Directions for this task: Without changing a single word, set down all of the records.

Provided records:

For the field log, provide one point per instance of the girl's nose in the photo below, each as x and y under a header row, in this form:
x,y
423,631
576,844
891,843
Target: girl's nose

Answer space:
For the field log, provide one point per instance of the girl's nose in the photo below, each as x and y under a header row, in this form:
x,y
423,631
576,844
891,843
Target: girl's nose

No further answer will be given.